WHAT YOU NEED TO DO -
1. Reproduce word for word the portion of the notes on segment reporting and decentralization that runs from "Chapter 12 (Garrison" up to and including "more experienced person.".
2. Resume the notes on segment reporting and decentralization, picking up after their final sentence.

Segment Reporting and Decentralization

 

 

Segment Reporting and Decentralization

Chapter 12 (Garrison Text)                                                                                                        

Dr. M.S. Bazaz

 

Segment Reporting and Decentralization

  • Segments could be in forms of Geographic region, product, or line of business segments.
  • Segment reports can provide information for evaluating the profitability and performance of division, product line, sales territories, and other segments of a company.
  • Advantage of decentralization:
  • better focused on day-to-day problem solving and more concentrate on strategy.
  • make lower level manager a more experienced person.
  • increased job satisfaction and higher moral.
  • better decision making as having detailed information.
  • performance evaluation of a manager is making more cense where a manager has better control.
  • Disadvantage of decentralization:
  • may make unreasonable decision due to lack of fully understanding the “big picture”.
  • may be lack of coordination among autonomous managers.
  • lower-level managers may have objectives that are different from the objectives of the entire organization.
  • it may be more difficult to effectively spread innovative ideas.
  • Effective decentralization requires segmental reporting
  • By carefully examining trends and results in each segment, a manager is able to gain considerable insight into the company’s operations viewed from many different angles.

[Data drawn from a collection]
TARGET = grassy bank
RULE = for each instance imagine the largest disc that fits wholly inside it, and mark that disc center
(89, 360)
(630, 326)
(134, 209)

RESULTS OF THE TASKS -
1.
Chapter 12 (Garrison Text)                                                                                                        

Dr. M.S. Bazaz

 

Segment Reporting and Decentralization

  • Segments could be in forms of Geographic region, product, or line of business segments.
  • Segment reports can provide information for evaluating the profitability and performance of division, product line, sales territories, and other segments of a company.
  • Advantage of decentralization:
  • better focused on day-to-day problem solving and more concentrate on strategy.
  • make lower level manager a more experienced person.

2.
  • Forms of decentralization:
  • Cost Center – is a business segment whose manager has control over costs but not over revenue or investment funds, i.e. service departments such as: accounting, general administration, legal or personal.
  • Profit Center – a business segment whose manager has control over both cost and revenue, i.e. six flags amusement park in Dallas.
  • Investment Center – a business segment whose manager has control over cost, revenue and investment in operating assets.
  • Responsibility Center – is any part of an organization whose manager has control over cost, revenue, or investment funds.  Cost, profit and investment center are all responsibility center.
  • Sales and Contribution Margin (CM)
  • CM tells us what happens to profits as volume changes – holding a segment’s capacity and fixed costs constant.
  • CM is especially useful in decisions involving temporary uses of capacity such as special orders.
  • Traceable and Common Fixed Costs:
  • Traceable fixed cost – is a fixed cost that is incurred because of the existence of the segment.  If the segment were eliminated, the fixed cost would disappear. i.e., salary of a segment manager.
  • Common fixed cost – is a fixed cost that supports the operations of more than one segment but is not traceable in whole or in part to any one segment. If a segment were entirely eliminated, there would be no change in a true common fixed cost. i.e. salary of a firm’s CEO.
  • A fixed traceable cost of a segment may be a common cost of another segment. I.E., a division manager salary is a common cost of the division’s product lines.
  • segment margin – is obtained by deducting the traceable fixed costs of a segment from the segment’s contribution margin.  It represents the margin available after a segment has covered all of its own costs.  It is the best gauge of the long-run profitability of a segment, since it includes only those costs that are caused by the segment.
  • To be relevant, all traceable costs must be assigned properly to a segment. 
  • Three possibilities that hinder proper cost assignment:
  • Omission of some costs in the assignment process.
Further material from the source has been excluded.